Records from an annotation dataset:
------------------------

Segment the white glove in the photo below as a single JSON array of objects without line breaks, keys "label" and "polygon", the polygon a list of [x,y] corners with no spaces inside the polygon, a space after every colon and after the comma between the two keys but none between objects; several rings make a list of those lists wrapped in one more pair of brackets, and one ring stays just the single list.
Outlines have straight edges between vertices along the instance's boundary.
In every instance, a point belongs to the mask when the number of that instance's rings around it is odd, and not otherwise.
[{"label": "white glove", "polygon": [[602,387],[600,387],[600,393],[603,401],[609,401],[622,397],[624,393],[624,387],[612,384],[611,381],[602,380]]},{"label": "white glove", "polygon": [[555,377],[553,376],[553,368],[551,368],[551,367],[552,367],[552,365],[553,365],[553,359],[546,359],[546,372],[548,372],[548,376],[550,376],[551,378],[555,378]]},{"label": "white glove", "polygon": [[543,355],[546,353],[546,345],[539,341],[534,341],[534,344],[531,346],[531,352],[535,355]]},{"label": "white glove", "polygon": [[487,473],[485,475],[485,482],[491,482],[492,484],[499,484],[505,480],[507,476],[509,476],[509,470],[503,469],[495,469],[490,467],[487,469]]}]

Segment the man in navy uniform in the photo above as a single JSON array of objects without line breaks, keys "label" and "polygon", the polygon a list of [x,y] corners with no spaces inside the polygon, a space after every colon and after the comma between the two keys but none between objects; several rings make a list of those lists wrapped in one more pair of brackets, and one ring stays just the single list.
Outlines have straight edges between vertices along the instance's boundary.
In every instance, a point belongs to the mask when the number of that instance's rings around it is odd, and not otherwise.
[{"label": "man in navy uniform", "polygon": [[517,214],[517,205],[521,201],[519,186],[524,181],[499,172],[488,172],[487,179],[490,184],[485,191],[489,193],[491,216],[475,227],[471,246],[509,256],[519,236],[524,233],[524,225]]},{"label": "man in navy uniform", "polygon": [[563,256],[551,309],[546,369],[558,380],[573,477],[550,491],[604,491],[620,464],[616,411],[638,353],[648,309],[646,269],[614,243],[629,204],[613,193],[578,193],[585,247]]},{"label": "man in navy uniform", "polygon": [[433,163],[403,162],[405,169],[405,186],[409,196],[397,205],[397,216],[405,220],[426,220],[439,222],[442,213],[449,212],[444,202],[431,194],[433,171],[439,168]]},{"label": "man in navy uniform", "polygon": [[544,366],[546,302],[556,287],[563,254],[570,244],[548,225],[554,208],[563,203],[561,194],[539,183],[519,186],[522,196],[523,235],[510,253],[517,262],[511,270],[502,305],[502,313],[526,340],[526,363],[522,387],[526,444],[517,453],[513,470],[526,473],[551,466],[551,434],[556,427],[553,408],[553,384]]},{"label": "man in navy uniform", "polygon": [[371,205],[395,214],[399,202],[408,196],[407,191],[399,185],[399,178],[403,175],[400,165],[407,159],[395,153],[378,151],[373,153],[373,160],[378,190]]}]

------------------------

• _Given exercise_:
Identify every line in the entries above that contains the string "after", and copy each of those lines in full.

• _Full solution_:
Segment the white glove in the photo below as a single JSON array of objects without line breaks, keys "label" and "polygon", the polygon a list of [x,y] corners with no spaces inside the polygon, a space after every colon and after the comma between the two keys but none between objects; several rings make a list of those lists wrapped in one more pair of brackets, and one ring stays just the single list.
Segment the man in navy uniform in the photo above as a single JSON array of objects without line breaks, keys "label" and "polygon", the polygon a list of [x,y] corners with no spaces inside the polygon, a space after every colon and after the comma between the two keys but none between objects; several rings make a list of those lists wrapped in one more pair of brackets, and one ring stays just the single list.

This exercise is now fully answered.